TEXT PROVIDED:
◇ ◇ ◇ ◇ ◇ ◇ ◇

As we contemplate this, let us consider what we have sown in our comportment in that part of the world, initially since overthrowing Iranian democracy in 1952, and especially since Bush II in Afghanistan and Iraq. Like Israel with the Palestinians, the U.S. leaves in its wake a legacy of hatred and defiance. We misjudged when we entered and we misjudge as we leave. We thought we could judiciously withdraw. Instead, we have ignited a hornets nest, and the hornets are starting to fly about.

◇ ◇ ◇ ◇ ◇ ◇ ◇

TASK DETAILS: Substitute "wasps" for "hornets" as you write out everything from "As we contemplate" down to "to fly about." in the passage on U.S. conduct abroad. The entries after this point come from a separate source.

RECORD EXCERPTS:
◇ ◇ ◇ ◇ ◇ ◇ ◇

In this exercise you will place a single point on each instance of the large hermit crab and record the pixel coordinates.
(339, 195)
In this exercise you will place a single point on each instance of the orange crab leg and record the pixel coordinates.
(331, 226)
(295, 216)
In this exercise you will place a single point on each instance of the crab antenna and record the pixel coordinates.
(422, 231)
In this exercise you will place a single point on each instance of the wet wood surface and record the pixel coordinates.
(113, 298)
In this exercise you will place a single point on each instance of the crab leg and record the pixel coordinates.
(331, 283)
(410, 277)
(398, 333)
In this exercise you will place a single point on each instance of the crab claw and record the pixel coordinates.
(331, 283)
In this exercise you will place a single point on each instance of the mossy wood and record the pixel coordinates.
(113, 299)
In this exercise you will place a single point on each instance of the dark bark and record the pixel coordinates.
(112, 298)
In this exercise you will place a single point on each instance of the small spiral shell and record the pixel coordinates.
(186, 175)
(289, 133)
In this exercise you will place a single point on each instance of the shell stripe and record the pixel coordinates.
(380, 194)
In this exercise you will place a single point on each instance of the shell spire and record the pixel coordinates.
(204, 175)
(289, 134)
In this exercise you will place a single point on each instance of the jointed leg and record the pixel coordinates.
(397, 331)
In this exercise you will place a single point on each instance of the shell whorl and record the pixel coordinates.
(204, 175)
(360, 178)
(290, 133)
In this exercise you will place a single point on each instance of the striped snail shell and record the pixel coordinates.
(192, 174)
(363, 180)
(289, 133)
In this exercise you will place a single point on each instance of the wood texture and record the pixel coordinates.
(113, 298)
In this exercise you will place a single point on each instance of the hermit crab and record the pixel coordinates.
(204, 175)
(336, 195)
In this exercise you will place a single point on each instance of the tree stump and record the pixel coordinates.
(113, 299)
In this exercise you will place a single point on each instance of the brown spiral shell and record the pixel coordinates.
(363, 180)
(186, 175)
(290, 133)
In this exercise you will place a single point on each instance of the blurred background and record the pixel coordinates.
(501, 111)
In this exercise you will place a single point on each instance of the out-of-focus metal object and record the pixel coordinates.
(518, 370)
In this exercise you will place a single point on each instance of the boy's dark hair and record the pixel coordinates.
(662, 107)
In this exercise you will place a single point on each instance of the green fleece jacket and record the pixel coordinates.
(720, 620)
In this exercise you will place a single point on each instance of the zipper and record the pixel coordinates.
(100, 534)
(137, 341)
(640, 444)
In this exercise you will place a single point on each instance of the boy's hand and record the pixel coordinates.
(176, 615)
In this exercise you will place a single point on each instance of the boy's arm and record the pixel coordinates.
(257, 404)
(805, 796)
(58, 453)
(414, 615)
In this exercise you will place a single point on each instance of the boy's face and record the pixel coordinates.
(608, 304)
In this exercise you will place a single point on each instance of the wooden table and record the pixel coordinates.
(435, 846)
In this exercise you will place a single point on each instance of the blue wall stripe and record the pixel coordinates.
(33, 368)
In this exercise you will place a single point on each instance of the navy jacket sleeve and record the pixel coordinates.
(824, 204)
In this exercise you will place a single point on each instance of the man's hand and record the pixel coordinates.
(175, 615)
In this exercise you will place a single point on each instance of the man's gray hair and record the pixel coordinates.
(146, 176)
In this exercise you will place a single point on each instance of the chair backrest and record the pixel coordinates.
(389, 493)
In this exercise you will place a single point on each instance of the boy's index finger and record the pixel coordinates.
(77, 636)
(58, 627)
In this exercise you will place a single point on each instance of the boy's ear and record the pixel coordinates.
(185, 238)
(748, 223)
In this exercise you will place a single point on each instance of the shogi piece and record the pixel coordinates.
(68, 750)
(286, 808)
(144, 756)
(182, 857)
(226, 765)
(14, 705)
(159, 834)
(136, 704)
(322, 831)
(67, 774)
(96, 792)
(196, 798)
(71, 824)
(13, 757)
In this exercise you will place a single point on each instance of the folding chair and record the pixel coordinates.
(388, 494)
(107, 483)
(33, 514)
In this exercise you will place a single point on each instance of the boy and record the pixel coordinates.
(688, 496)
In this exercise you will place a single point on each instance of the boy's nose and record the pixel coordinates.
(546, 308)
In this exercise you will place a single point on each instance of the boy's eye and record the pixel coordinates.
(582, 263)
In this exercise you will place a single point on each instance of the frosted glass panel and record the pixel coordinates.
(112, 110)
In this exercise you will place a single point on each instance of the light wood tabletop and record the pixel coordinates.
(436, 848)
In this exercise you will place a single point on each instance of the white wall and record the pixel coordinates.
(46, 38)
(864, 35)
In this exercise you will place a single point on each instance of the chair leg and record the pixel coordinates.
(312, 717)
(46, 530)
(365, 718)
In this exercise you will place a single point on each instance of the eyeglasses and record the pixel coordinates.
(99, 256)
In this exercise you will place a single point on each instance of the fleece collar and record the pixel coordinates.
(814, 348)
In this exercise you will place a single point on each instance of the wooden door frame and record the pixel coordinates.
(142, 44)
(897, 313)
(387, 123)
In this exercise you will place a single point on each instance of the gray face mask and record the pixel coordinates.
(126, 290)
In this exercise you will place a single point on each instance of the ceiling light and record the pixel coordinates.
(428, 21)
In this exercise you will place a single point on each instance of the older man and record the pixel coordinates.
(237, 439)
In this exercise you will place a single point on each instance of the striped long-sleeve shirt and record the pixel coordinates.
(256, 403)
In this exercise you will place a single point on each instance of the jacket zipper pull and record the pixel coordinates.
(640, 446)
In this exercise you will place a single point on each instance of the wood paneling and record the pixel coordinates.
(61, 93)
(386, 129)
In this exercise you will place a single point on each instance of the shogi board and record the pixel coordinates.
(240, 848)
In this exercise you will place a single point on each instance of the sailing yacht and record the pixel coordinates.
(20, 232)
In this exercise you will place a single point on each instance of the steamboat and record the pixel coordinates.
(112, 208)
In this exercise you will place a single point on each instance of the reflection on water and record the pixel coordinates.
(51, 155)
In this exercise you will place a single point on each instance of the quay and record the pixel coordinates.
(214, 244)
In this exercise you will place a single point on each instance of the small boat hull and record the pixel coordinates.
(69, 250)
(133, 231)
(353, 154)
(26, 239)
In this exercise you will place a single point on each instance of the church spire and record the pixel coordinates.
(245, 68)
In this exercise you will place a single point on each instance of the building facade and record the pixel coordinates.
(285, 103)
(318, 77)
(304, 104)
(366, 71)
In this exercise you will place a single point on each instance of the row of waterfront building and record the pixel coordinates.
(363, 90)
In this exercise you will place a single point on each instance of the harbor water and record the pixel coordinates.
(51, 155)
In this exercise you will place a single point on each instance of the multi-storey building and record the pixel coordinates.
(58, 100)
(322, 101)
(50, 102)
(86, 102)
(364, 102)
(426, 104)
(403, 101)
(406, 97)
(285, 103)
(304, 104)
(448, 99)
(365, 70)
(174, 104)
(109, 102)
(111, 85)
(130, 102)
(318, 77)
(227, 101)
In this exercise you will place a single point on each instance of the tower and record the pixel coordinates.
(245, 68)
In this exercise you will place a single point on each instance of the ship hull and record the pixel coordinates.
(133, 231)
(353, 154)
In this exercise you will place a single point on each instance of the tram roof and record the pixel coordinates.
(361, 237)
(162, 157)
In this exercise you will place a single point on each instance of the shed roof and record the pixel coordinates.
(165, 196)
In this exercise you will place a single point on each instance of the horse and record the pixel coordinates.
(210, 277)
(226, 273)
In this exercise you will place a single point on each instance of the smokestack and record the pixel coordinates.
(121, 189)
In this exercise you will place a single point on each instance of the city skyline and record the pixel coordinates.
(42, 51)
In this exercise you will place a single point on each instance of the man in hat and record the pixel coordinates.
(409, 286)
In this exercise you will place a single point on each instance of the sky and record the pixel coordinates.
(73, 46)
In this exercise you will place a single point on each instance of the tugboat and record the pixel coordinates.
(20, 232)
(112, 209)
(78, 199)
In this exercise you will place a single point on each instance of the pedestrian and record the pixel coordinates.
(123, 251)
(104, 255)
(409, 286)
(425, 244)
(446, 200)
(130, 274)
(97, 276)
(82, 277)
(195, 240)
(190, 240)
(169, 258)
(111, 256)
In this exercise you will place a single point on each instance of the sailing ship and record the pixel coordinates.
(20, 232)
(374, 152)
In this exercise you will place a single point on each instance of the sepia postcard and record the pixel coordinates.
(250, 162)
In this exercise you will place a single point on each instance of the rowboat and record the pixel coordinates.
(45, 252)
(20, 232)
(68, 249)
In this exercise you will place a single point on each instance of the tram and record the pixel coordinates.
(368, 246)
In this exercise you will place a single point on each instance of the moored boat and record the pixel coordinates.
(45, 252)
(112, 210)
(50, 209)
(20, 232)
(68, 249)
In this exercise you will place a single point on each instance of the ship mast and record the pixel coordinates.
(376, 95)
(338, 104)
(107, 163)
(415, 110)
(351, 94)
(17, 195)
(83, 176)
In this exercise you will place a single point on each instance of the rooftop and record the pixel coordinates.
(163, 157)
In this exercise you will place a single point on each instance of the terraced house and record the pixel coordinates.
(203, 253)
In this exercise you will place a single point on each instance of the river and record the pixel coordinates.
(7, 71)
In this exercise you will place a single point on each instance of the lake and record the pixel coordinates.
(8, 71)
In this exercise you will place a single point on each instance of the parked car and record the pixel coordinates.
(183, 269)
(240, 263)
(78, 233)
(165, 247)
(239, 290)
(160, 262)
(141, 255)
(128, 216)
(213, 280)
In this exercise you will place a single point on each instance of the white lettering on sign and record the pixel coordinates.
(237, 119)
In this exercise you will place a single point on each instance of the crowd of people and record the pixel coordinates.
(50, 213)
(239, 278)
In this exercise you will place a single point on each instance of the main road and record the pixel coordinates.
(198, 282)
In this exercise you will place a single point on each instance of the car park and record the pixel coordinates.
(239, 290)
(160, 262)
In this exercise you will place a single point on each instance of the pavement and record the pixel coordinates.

◇ ◇ ◇ ◇ ◇ ◇ ◇

COMPLETED EXERCISE:
As we contemplate this, let us consider what we have sown in our comportment in that part of the world, initially since overthrowing Iranian democracy in 1952, and especially since Bush II in Afghanistan and Iraq. Like Israel with the Palestinians, the U.S. leaves in its wake a legacy of hatred and defiance. We misjudged when we entered and we misjudge as we leave. We thought we could judiciously withdraw. Instead, we have ignited a wasps nest, and the wasps are starting to fly about.